━━━ Extract ━━━

WASHINGTON – Vice President Kamala Harris is embracing a new role as the Republican presidential primary kicks into high gear: culture warrior.
Inspired by the traction that her fight against reproductive restrictions gained in the midterms, the Biden campaign says the vice president will zero-in on abortion, voting rights and guns in the coming months.
Harris will rebuke GOP presidential candidates for positions on cultural issues when she believes they’ve crossed a line, her campaign chief of staff said in an interview, much like she did with Florida Gov. Ron DeSantis on his state’s slavery curriculum.
“She’s a fighter,” said Sheila Nix, who was Joe Biden’s campaign chief of staff when he was vice president and is currently advising Harris. “She’s not afraid to call out extremism. So she’s going to drive actions and hold Republicans accountable, and then they’re forced to respond.”
The approach has yielded some early success for Harris, who has struggled to mold the vice presidency in a role that works to her political advantage. After she traveled to DeSantis’ home state last month to blast Florida’s education guidelines, Black Republicans and several GOP presidential contenders piled on him, too.

━━━ Provided material ━━━

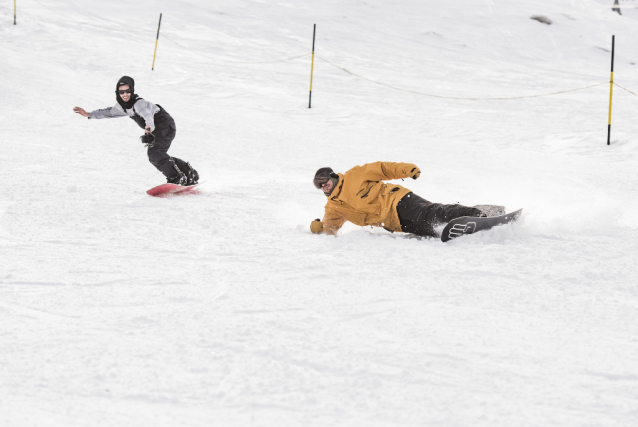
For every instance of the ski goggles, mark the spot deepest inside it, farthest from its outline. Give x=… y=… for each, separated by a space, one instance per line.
x=322 y=176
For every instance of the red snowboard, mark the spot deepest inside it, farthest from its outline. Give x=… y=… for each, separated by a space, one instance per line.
x=167 y=190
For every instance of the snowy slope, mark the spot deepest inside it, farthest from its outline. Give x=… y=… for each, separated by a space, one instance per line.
x=118 y=309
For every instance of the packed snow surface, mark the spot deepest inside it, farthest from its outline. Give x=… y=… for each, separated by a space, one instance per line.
x=120 y=309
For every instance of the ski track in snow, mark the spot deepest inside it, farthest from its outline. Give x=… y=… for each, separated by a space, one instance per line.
x=222 y=308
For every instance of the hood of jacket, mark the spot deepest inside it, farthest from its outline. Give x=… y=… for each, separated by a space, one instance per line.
x=126 y=80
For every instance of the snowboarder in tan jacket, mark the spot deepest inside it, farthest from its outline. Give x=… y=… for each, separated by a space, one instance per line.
x=360 y=196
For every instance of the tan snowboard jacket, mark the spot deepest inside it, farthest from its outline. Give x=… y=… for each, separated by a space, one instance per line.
x=361 y=198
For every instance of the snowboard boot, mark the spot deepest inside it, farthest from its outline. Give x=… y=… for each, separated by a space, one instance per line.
x=192 y=177
x=491 y=210
x=178 y=178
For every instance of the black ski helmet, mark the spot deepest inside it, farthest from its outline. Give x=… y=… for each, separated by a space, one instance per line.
x=322 y=176
x=125 y=80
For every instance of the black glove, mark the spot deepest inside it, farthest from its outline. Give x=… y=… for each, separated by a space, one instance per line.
x=147 y=139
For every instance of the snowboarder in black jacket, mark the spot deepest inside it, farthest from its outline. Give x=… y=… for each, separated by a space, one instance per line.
x=159 y=130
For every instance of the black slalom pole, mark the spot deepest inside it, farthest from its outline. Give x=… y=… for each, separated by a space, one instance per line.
x=156 y=40
x=611 y=88
x=312 y=65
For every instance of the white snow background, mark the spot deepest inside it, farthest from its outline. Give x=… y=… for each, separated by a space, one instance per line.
x=120 y=309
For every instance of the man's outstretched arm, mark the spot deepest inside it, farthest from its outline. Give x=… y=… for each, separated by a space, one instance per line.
x=379 y=171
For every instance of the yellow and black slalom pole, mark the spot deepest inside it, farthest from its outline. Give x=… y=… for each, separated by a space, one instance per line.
x=156 y=40
x=312 y=65
x=611 y=88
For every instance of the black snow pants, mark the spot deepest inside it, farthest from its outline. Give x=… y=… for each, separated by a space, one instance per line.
x=164 y=133
x=419 y=216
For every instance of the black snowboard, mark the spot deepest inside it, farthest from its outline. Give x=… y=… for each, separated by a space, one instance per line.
x=468 y=225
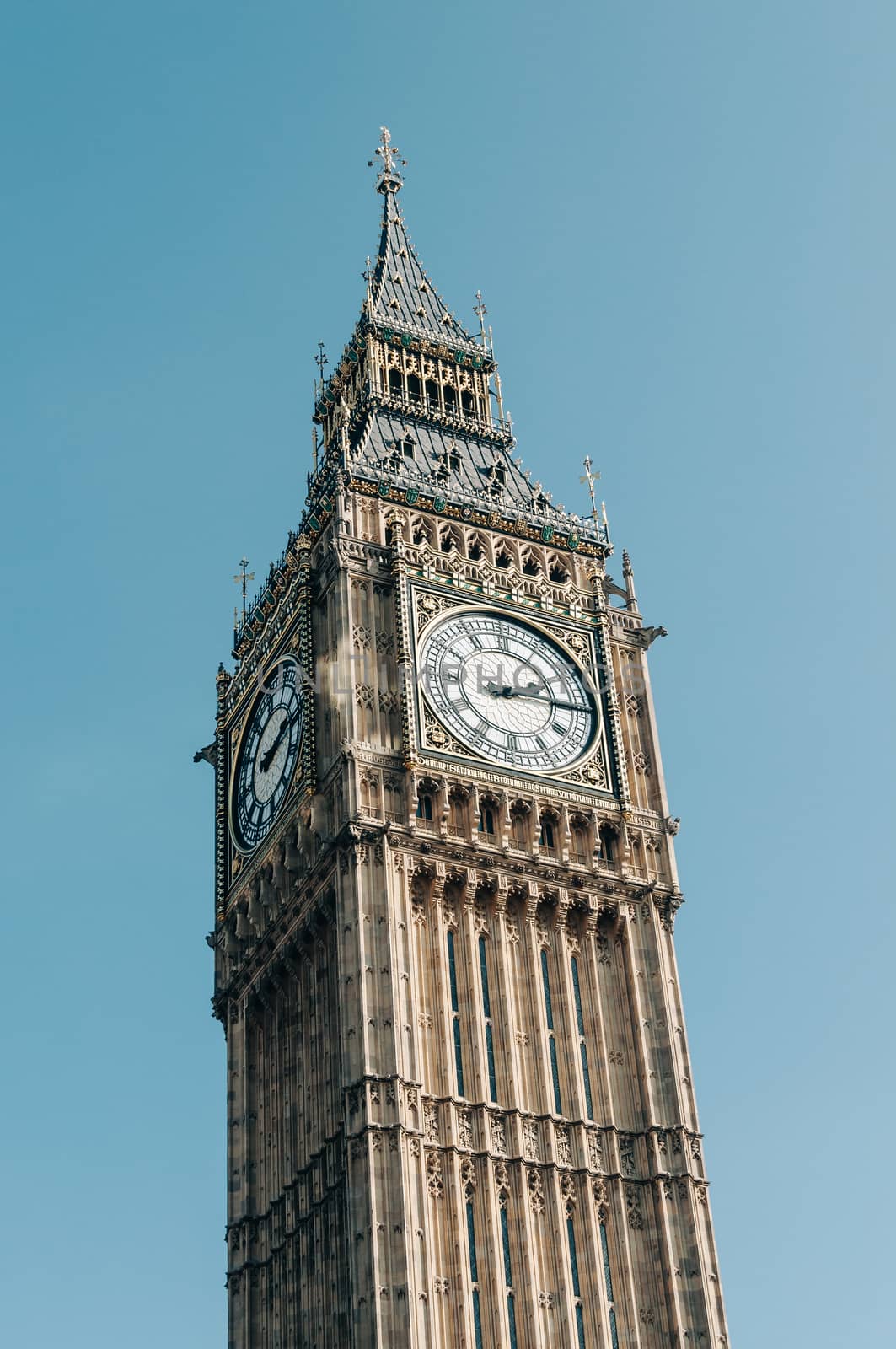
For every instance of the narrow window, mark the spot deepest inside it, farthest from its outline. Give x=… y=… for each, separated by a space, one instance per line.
x=474 y=1275
x=486 y=1012
x=552 y=1043
x=577 y=1287
x=505 y=1243
x=487 y=820
x=424 y=806
x=614 y=1336
x=583 y=1050
x=579 y=843
x=455 y=1013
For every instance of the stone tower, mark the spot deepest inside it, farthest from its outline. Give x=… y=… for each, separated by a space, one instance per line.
x=460 y=1105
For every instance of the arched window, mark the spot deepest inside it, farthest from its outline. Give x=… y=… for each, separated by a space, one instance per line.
x=608 y=836
x=424 y=806
x=458 y=815
x=579 y=842
x=548 y=836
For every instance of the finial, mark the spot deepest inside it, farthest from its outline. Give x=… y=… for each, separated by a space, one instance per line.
x=628 y=575
x=480 y=310
x=243 y=577
x=389 y=179
x=590 y=479
x=320 y=361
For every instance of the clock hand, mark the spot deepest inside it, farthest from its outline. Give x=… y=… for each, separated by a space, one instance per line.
x=507 y=691
x=269 y=755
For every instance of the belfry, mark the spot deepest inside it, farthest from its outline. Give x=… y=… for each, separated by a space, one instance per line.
x=459 y=1099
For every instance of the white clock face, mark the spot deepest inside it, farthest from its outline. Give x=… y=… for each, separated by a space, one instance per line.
x=267 y=755
x=507 y=691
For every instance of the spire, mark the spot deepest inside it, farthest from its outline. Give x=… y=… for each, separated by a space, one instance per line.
x=401 y=293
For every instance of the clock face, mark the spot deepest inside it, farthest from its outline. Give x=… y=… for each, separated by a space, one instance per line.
x=267 y=755
x=507 y=691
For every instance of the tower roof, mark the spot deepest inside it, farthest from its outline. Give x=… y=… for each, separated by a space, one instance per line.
x=401 y=293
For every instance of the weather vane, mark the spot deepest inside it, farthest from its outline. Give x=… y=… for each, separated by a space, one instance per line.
x=480 y=310
x=243 y=577
x=390 y=159
x=590 y=479
x=320 y=359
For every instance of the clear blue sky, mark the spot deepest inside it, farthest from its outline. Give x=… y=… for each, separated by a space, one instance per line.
x=682 y=218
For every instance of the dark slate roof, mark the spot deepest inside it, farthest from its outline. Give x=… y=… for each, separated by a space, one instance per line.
x=402 y=294
x=471 y=479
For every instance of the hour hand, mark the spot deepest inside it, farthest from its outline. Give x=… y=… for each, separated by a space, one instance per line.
x=509 y=691
x=267 y=759
x=500 y=690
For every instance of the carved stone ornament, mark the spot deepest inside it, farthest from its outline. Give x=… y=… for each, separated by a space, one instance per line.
x=536 y=1189
x=433 y=1175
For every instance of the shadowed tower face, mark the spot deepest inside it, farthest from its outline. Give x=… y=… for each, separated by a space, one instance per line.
x=459 y=1103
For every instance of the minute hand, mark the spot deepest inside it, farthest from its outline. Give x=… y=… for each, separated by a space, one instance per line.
x=541 y=698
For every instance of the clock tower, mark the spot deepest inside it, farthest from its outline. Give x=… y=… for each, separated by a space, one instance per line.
x=459 y=1097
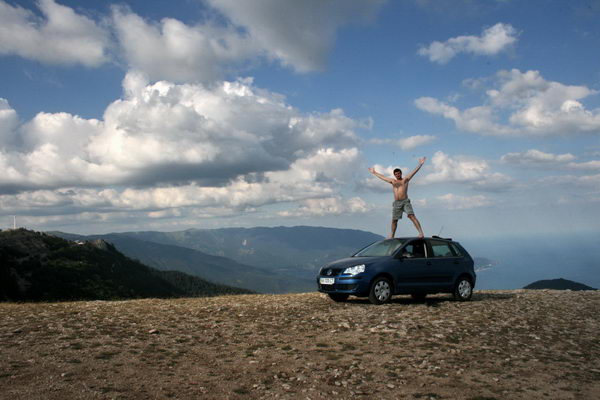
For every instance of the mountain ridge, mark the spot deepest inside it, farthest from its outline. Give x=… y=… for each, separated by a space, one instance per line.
x=41 y=267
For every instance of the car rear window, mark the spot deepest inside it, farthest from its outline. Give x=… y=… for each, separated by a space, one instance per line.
x=441 y=249
x=379 y=249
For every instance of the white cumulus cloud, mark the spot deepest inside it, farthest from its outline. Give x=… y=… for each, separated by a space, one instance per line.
x=465 y=170
x=164 y=146
x=492 y=41
x=61 y=37
x=407 y=143
x=172 y=50
x=536 y=157
x=535 y=107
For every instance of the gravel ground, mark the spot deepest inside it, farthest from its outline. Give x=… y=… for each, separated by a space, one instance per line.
x=522 y=344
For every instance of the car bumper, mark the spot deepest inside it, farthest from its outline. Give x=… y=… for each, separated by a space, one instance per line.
x=354 y=285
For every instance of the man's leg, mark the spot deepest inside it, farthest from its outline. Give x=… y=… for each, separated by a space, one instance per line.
x=394 y=225
x=417 y=224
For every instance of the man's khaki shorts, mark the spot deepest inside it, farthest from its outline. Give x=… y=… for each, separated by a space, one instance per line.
x=400 y=206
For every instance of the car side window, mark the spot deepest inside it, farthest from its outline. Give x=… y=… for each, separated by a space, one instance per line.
x=441 y=249
x=456 y=250
x=415 y=249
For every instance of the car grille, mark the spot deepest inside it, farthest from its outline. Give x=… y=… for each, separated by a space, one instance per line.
x=339 y=286
x=331 y=271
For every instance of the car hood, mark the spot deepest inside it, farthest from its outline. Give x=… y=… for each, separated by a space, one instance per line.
x=352 y=261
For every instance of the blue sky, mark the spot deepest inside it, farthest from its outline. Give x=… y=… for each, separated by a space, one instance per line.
x=139 y=115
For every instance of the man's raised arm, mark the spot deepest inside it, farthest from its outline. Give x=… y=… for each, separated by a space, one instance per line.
x=414 y=171
x=377 y=174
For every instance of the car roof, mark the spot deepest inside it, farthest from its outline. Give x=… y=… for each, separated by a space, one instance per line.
x=416 y=237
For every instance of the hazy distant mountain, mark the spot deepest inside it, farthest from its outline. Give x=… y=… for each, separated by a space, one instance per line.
x=37 y=266
x=268 y=260
x=213 y=268
x=294 y=251
x=483 y=264
x=558 y=284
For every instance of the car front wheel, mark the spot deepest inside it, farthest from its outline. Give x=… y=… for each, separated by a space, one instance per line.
x=419 y=296
x=381 y=291
x=338 y=297
x=463 y=289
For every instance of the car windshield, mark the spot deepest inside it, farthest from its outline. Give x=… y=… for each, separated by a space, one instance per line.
x=383 y=248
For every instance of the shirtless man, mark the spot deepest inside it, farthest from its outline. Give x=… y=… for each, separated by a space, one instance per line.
x=401 y=200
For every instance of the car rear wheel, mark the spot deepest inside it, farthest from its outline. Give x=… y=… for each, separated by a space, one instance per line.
x=381 y=291
x=338 y=297
x=463 y=289
x=419 y=296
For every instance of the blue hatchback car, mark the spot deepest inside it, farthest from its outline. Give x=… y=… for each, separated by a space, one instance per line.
x=415 y=266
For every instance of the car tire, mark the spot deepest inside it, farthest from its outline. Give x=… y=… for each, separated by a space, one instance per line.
x=463 y=289
x=419 y=296
x=381 y=291
x=338 y=297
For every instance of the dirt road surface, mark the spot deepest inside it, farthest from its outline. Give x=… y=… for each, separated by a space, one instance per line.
x=522 y=344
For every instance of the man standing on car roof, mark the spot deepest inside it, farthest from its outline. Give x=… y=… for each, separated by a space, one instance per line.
x=401 y=200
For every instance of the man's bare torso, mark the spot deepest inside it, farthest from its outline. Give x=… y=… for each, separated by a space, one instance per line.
x=400 y=187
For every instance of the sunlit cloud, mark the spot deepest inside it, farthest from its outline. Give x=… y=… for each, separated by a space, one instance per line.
x=492 y=41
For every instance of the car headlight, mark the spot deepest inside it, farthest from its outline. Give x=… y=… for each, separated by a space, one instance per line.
x=357 y=269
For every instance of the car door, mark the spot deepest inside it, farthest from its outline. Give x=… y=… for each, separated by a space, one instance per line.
x=443 y=264
x=411 y=269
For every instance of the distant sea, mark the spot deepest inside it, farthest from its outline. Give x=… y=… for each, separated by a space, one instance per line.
x=521 y=260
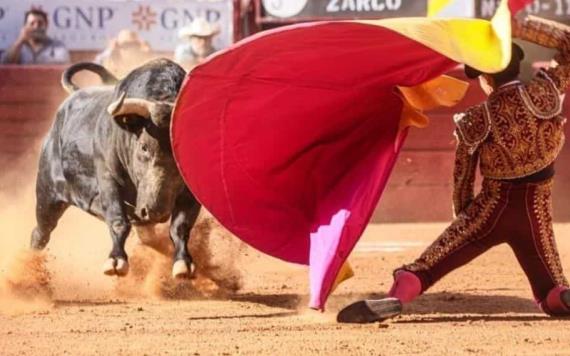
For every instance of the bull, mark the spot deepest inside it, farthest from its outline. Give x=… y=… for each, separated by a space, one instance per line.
x=108 y=153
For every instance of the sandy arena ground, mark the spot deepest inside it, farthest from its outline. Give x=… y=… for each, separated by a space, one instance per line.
x=484 y=308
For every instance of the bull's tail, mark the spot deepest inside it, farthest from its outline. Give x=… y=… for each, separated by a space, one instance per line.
x=101 y=71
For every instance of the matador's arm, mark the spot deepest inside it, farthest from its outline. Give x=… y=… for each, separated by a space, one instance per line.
x=463 y=177
x=549 y=34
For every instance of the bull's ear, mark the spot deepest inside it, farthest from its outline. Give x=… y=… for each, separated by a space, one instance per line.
x=132 y=123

━━━

— What this exercise asks —
a: Do these statements agree with the article on Kamala Harris's new role? For each, answer yes or no and quote the words from the article that decide it.
(i) Sheila Nix is currently advising Harris.
(ii) The Biden campaign says Harris will focus on immigration in the coming months.
(iii) Harris went to Florida last month to criticize the state's education guidelines.
b: Pick up the article on Kamala Harris's new role after its final sentence and carry it forward.

— Answers —
a:
(i) Yes: "is currently advising Harris"
(ii) No: "the vice president will zero-in on abortion, voting rights and guns in the coming months"
(iii) Yes: "After she traveled to DeSantis’ home state last month to blast Florida’s education guidelines"

b:
But the attacks have been deliberate, coming in pre-written remarks, before mostly friendly audiences, where she is sure to attract applause. Her calculated approach to campaigning frequently involves moderated conversations conducted by Democratic activists in settings where she is unlikely to be goaded into veering off message.
During one such conversation in Iowa, Harris did not mention DeSantis or the slavery dispute, even though the Florida governor was due to be in the same city that day to speak at a GOP cattle call.
Harris’ recent travel has included a mix of battleground states such as Wisconsin, where she delivered remarks on high-speed internet in Milwaukee and appeared at campaign fundraisers on Thursday.
She also visited Florida last week to deliver remarks at the African Methodist Episcopal Women’s Missionary Convention in Orlando. The visit coincided with an offer from DeSantis to meet in Tallahassee to discuss the Black history dustup.
There, she forcefully declared, “There is no roundtable, no lecture, no invitation we will accept to debate an undeniable fact: There were no redeeming qualities of slavery.”
“And as I said last week when I was again here in Florida: We will not stop calling out and fighting back against extremist so-called leaders who try to prevent our children from learning our true and full history,” she said, without mentioning DeSantis by name.
Harris intentionally visited Jacksonville in July to meet with elected officials, teachers and civil rights leaders in a historically Black neighborhood and deride the state’s newly-released African American history standards.
Going “toe-to-toe” over culture
Her crusade against Black history guidelines in Florida is drawing praise from other Democrats who want to see their party’s leaders push back harder on efforts by Republican presidential candidates to reshape American culture.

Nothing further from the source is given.